▶ WHAT YOU ARE ASKED TO DO:
Copy out the items below with every occurrence of "Regions" renamed to "Outlines", and leave everything else unchanged.

▶ INPUT MATERIAL:
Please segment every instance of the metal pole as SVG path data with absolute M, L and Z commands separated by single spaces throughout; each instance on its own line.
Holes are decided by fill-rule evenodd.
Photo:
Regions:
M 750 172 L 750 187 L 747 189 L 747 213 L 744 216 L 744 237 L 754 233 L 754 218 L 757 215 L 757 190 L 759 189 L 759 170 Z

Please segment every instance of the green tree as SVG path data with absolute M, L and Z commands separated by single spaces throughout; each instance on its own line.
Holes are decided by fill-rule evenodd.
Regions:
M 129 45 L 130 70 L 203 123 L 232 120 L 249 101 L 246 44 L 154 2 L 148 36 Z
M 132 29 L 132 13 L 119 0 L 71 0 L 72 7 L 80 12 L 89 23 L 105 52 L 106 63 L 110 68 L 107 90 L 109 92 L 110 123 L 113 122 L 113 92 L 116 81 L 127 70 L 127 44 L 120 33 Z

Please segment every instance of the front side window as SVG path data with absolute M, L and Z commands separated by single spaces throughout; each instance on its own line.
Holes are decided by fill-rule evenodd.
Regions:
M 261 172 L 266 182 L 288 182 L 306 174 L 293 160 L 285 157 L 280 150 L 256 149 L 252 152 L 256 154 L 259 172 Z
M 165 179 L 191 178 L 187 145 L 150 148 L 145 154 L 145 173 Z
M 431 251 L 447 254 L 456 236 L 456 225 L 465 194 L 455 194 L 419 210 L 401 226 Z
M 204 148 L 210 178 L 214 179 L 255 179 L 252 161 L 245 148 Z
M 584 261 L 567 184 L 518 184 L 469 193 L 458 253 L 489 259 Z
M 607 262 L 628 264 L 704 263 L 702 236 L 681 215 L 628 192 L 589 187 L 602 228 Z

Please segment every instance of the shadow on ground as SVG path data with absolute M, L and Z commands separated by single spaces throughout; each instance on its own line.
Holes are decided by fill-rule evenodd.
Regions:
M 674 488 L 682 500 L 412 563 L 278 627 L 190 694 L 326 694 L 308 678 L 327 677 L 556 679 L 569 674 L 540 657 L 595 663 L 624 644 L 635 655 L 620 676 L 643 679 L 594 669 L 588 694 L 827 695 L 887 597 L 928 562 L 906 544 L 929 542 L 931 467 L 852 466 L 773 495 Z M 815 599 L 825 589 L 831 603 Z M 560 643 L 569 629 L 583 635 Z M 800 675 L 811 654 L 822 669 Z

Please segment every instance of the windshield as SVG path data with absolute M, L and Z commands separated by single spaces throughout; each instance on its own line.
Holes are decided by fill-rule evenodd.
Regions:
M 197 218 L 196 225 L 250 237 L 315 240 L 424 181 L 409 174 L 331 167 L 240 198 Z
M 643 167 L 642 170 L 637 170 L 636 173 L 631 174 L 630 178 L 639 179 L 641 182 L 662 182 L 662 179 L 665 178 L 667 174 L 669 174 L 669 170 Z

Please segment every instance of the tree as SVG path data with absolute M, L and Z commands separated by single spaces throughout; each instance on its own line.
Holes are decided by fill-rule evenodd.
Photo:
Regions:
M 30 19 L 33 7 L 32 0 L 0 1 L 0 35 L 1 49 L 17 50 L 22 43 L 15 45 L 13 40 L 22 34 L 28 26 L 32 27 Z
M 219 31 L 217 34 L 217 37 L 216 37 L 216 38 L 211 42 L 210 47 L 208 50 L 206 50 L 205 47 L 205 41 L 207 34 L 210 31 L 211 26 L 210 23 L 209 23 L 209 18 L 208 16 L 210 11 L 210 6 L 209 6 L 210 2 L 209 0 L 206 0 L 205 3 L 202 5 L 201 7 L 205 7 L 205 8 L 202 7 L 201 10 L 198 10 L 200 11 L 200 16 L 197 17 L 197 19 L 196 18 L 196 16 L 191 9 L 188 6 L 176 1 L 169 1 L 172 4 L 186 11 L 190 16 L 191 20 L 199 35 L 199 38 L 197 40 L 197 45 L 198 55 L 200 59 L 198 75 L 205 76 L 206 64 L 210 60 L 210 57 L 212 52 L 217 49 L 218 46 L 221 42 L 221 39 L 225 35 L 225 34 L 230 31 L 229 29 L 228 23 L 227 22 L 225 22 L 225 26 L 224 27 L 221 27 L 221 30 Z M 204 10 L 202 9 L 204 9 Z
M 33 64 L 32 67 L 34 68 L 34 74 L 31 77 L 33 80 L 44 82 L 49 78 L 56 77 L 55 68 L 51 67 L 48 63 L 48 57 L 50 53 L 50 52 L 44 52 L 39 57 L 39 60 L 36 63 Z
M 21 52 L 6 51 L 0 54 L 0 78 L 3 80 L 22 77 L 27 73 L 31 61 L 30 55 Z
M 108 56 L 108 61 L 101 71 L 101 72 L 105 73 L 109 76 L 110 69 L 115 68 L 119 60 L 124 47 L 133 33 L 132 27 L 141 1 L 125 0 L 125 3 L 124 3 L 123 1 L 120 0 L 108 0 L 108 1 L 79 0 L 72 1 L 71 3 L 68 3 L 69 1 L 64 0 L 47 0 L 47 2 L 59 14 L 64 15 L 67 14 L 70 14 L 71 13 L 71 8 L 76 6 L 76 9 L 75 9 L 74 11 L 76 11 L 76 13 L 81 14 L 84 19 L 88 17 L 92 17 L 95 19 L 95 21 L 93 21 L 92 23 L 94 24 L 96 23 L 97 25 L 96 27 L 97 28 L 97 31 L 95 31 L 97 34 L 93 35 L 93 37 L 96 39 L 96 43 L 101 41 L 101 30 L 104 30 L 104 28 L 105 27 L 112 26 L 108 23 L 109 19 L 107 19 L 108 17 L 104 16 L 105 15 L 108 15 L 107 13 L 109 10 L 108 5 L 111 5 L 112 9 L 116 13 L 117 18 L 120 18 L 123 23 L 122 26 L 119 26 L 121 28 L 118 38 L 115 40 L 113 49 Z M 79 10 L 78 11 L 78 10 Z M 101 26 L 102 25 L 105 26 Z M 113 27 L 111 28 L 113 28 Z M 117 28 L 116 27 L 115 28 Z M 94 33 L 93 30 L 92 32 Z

▶ ANSWER:
Please segment every instance of the metal pole as SVG path data with absolute M, L and Z commands separated by single spaces throughout; each instance on its own line.
Holes are decided by fill-rule evenodd.
Photo:
Outlines:
M 750 172 L 750 187 L 747 189 L 747 213 L 744 216 L 744 237 L 754 233 L 754 218 L 757 215 L 757 190 L 759 189 L 759 170 Z

Please segment every instance of the green tree as SVG path data with absolute M, L and Z commands separated by single spaces throughout; each instance on its own line.
Holes are decided by fill-rule evenodd.
Outlines:
M 129 45 L 130 70 L 203 123 L 232 120 L 249 101 L 246 44 L 154 2 L 148 36 Z
M 132 29 L 132 13 L 119 0 L 71 0 L 72 7 L 80 12 L 89 23 L 105 52 L 106 63 L 110 68 L 107 90 L 109 92 L 110 123 L 113 122 L 113 92 L 116 81 L 127 70 L 127 44 L 120 33 Z

Please segment every instance of the front side window as SVG path data with absolute M, L and Z commands separated by single spaces throughout; each instance on its own line.
Holes are decided by fill-rule evenodd.
Outlines:
M 261 172 L 266 182 L 288 182 L 306 174 L 293 160 L 285 157 L 280 150 L 256 149 L 252 152 L 256 154 L 259 172 Z
M 165 179 L 191 178 L 187 145 L 150 148 L 145 154 L 145 173 Z
M 431 251 L 447 254 L 456 236 L 456 225 L 465 194 L 455 194 L 419 210 L 401 226 Z
M 204 148 L 210 178 L 214 179 L 255 179 L 252 161 L 245 148 Z
M 584 261 L 567 184 L 518 184 L 469 193 L 458 253 L 489 259 Z
M 607 262 L 628 264 L 704 263 L 702 236 L 681 215 L 628 192 L 589 187 L 602 228 Z

Please segment every instance of the shadow on ground as SVG path data with absolute M, L and Z commands separated by single spaces throughout; each instance on its own line.
Holes are decided by fill-rule evenodd.
Outlines:
M 674 488 L 682 500 L 412 563 L 278 627 L 190 694 L 326 694 L 308 678 L 327 677 L 556 679 L 569 674 L 540 657 L 595 663 L 624 644 L 635 655 L 620 676 L 643 679 L 594 669 L 588 694 L 827 695 L 887 597 L 928 562 L 906 544 L 929 542 L 931 467 L 852 466 L 773 495 Z M 815 599 L 825 589 L 831 603 Z M 560 643 L 569 629 L 583 635 Z M 800 675 L 811 654 L 822 669 Z

Please segment every instance of the windshield as SVG path data with absolute M, L and Z commands separated by single spaces throughout; each instance on its own line.
Holes are decided by fill-rule evenodd.
Outlines:
M 197 218 L 196 225 L 250 237 L 315 240 L 424 181 L 409 174 L 331 167 L 240 198 Z
M 643 167 L 642 170 L 637 170 L 636 173 L 631 174 L 630 178 L 639 179 L 641 182 L 662 182 L 662 179 L 665 178 L 667 174 L 669 174 L 669 170 Z

Please segment every instance of the tree as SVG path data with absolute M, L and Z commands separated by single spaces throughout; each instance on its own line.
Holes are decided by fill-rule evenodd.
Photo:
Outlines:
M 30 19 L 33 7 L 32 0 L 0 1 L 0 35 L 1 49 L 17 50 L 22 43 L 15 45 L 13 40 L 22 34 L 28 26 L 32 27 Z
M 219 31 L 217 34 L 217 37 L 216 37 L 216 38 L 211 42 L 210 47 L 208 50 L 206 50 L 205 47 L 205 41 L 207 34 L 210 31 L 211 26 L 210 23 L 209 23 L 209 18 L 208 16 L 210 11 L 210 6 L 209 6 L 210 2 L 209 0 L 206 0 L 205 3 L 202 5 L 201 7 L 205 7 L 205 8 L 202 7 L 201 10 L 198 10 L 200 11 L 200 16 L 197 17 L 197 19 L 196 18 L 196 16 L 191 9 L 188 6 L 176 1 L 169 1 L 172 4 L 186 11 L 190 16 L 191 20 L 199 35 L 199 38 L 197 40 L 197 45 L 198 55 L 200 59 L 198 75 L 205 76 L 206 64 L 210 60 L 210 57 L 212 52 L 217 49 L 218 46 L 221 42 L 221 39 L 225 35 L 225 34 L 230 31 L 229 29 L 228 23 L 227 22 L 225 22 L 225 26 L 224 27 L 221 27 L 221 30 Z M 204 10 L 202 9 L 204 9 Z
M 33 64 L 32 67 L 34 68 L 34 74 L 31 77 L 33 80 L 44 82 L 49 78 L 56 77 L 55 68 L 51 67 L 48 63 L 48 57 L 50 53 L 50 52 L 44 52 L 39 57 L 39 60 L 36 63 Z
M 21 52 L 6 51 L 0 54 L 0 78 L 3 80 L 22 77 L 27 73 L 31 61 L 30 55 Z
M 108 56 L 108 61 L 101 71 L 101 72 L 105 73 L 109 76 L 110 69 L 115 68 L 119 60 L 124 47 L 133 33 L 132 27 L 141 1 L 125 0 L 125 3 L 124 3 L 123 1 L 120 0 L 108 0 L 108 1 L 79 0 L 72 1 L 71 3 L 68 3 L 69 1 L 64 0 L 47 0 L 47 2 L 59 14 L 64 15 L 67 14 L 70 14 L 71 13 L 71 8 L 76 6 L 76 9 L 75 9 L 74 11 L 76 11 L 76 13 L 81 14 L 84 19 L 88 17 L 92 17 L 95 19 L 95 21 L 93 21 L 92 23 L 94 24 L 96 23 L 97 25 L 96 27 L 97 28 L 97 31 L 95 31 L 97 34 L 93 35 L 93 37 L 96 39 L 96 43 L 101 41 L 101 30 L 104 30 L 104 28 L 105 27 L 112 26 L 108 23 L 109 19 L 107 19 L 108 17 L 104 16 L 105 15 L 108 15 L 107 13 L 109 10 L 108 5 L 111 5 L 112 9 L 116 13 L 117 18 L 120 18 L 123 23 L 122 26 L 119 26 L 121 28 L 118 38 L 115 40 L 113 49 Z M 79 10 L 78 11 L 78 10 Z M 101 26 L 102 25 L 105 26 Z M 113 27 L 111 28 L 113 28 Z M 117 28 L 116 27 L 115 28 Z M 94 33 L 93 30 L 92 32 Z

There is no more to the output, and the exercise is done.